** SOURCE EXTRACT **
---*---
Recently I had the opportunity to chat with Corin. What I found is not only is Corin, a good actor but he’s very smart, well spoken, humble, and self-effectuating. Keep reading to see what we talked about.
The Star Trek franchise is very well-respected within the Sci-Fi community. What was it like being cast in Star Trek: Renegades?
It was cool. I mean I wasn’t sure what the show was all about at first. (laughs). I had a couple of business associates that were involved in it in some respects. Behind the scenes and a little bit on camera. So I got involved through a few relationships that I had. I’m happy it worked out. It’s cool to be a part of the project, and I love the idea of being the captain of a Starfleet ship as well.
Can you describe Captain Alvarez for our readers?
I kind of look at Alvarez as rough around the edges. There wasn’t a whole lot of back story to the character that’s revealed in the episode but, that said, I just try to play him as a rough around the edges character, not exactly your most polished Starship commander. While also being highly dedicated and motivated.
Walter Koenig is playing Admiral Chekov in ST: Renegades. How did it feel having an original Star Trek actor on set?
We didn’t have any scenes together, but I was surprised when I saw him on set. I thought that was pretty cool! It would have been nice to have done some work with him.
How did you get into acting?
I got into acting when I was about 12 years old at a company called Center Stage Los Angeles. Kevin McDermott was the artistic director there. It’s predominately a youth-oriented acting school. I got involved there because of a friend of mine (David Van Gorder). I was in school with David at the time. He was already acting professionally. He was known at that point for being Waldo in the Van Halen “Hot for Teacher” music video.
I had just moved out from Atlanta GA, so I didn’t know too many people. He and I became quite good friends, and I got into the acting class that he was already involved with. About six to eight months later we did a showcase for agents and managers. I signed with an agent shortly after that and started auditioning.
It was an organic process. It was good that I got involved in my younger years. For people who start acting when they’re already out of high school there’s a lot of responsibility on them. They have to juggle trying to develop/create a career while also enjoying the process of becoming and doing acting. So that was awesome as a child actor. That was amazing.
---*---
** STORED RECORDS **
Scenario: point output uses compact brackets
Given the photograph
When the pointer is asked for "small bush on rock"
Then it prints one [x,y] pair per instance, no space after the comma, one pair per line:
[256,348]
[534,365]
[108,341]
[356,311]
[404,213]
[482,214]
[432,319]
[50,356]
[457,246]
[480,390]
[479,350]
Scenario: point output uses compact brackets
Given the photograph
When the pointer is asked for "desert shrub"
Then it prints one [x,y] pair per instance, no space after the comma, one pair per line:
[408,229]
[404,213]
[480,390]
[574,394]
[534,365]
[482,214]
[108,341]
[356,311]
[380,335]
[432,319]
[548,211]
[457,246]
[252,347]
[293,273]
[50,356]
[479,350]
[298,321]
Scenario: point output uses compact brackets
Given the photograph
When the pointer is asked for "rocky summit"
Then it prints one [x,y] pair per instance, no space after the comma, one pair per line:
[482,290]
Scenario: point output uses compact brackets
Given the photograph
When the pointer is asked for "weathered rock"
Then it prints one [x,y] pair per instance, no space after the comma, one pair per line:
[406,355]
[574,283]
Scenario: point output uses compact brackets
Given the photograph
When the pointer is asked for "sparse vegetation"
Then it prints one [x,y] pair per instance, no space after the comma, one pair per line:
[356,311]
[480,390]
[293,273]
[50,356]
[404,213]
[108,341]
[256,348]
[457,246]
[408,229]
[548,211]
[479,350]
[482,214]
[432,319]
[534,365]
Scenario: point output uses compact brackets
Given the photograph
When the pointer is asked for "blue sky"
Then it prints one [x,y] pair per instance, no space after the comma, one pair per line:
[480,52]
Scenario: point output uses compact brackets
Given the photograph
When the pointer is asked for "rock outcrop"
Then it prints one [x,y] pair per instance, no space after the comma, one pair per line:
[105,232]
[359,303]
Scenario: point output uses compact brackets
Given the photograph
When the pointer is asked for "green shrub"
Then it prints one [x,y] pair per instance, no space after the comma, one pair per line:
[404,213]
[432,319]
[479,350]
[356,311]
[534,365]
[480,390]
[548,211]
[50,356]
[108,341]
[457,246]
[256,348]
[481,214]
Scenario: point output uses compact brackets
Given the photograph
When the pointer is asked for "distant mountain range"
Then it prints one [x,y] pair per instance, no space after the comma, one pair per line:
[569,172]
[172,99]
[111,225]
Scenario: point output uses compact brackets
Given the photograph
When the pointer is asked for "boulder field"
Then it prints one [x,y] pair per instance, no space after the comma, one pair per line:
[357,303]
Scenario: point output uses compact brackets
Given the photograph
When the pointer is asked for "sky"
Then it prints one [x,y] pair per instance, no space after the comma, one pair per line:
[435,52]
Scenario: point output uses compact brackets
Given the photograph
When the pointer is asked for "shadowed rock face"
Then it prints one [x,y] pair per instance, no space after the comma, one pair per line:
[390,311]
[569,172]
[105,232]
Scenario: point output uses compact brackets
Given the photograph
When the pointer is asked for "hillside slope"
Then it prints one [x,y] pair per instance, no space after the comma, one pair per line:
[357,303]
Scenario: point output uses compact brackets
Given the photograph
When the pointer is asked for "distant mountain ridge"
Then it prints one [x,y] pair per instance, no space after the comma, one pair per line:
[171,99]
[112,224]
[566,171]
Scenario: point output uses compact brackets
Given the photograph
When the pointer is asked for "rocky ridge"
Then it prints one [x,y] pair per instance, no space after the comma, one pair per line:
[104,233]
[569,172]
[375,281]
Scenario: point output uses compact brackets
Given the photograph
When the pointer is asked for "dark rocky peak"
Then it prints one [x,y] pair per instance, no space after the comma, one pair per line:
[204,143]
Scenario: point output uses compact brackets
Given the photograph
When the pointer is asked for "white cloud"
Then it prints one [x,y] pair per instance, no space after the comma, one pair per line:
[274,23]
---*---
** STATED GOAL 1 **
According to the interview, at which company did Corin get into acting?
** STATED GOAL 2 **
Reproduce the interview word for word, everything from "Recently I had" down to "ship as well.".
Draw only on the interview and nothing else.

** FULL RESPONSE 1 **
Center Stage Los Angeles.

** FULL RESPONSE 2 **
Recently I had the opportunity to chat with Corin. What I found is not only is Corin, a good actor but he’s very smart, well spoken, humble, and self-effectuating. Keep reading to see what we talked about.
The Star Trek franchise is very well-respected within the Sci-Fi community. What was it like being cast in Star Trek: Renegades?
It was cool. I mean I wasn’t sure what the show was all about at first. (laughs). I had a couple of business associates that were involved in it in some respects. Behind the scenes and a little bit on camera. So I got involved through a few relationships that I had. I’m happy it worked out. It’s cool to be a part of the project, and I love the idea of being the captain of a Starfleet ship as well.